What needs to be done:
Tally the lines in the entries that follow that contain the word "below". Reply with the number alone.

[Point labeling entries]
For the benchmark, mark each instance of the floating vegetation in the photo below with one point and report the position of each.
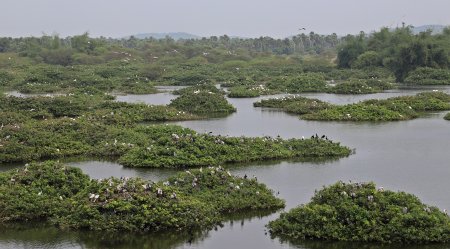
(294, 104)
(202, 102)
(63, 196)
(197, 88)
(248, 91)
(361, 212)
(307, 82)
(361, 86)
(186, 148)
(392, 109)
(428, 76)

* * *

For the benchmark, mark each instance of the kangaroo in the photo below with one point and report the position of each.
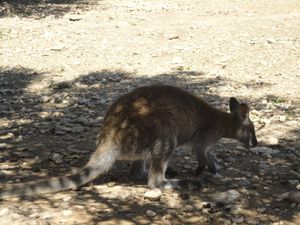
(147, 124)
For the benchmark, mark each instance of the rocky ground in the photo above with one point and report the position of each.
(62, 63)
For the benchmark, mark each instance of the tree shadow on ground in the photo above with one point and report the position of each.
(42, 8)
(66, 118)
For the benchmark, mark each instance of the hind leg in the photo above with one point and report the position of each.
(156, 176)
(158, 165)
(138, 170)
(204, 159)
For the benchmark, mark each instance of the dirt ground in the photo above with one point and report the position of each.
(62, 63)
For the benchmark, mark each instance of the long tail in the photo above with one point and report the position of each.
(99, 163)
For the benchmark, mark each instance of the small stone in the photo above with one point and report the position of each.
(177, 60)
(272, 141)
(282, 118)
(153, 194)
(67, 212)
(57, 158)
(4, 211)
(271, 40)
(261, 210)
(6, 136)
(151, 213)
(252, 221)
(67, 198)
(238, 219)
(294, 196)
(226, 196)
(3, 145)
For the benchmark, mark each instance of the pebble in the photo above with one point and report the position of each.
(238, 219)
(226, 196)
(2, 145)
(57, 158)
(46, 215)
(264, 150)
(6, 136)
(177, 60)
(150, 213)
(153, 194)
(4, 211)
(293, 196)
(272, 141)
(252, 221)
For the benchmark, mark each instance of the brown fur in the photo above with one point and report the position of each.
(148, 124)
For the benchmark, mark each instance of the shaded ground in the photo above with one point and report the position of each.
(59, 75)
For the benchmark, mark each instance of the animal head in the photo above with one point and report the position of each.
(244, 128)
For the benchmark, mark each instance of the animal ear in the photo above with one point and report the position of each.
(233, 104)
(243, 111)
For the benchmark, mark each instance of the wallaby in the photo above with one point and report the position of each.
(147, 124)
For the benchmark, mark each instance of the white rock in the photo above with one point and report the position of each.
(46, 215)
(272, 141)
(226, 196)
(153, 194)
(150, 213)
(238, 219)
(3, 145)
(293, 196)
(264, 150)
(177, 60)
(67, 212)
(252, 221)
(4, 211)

Response for this exercise:
2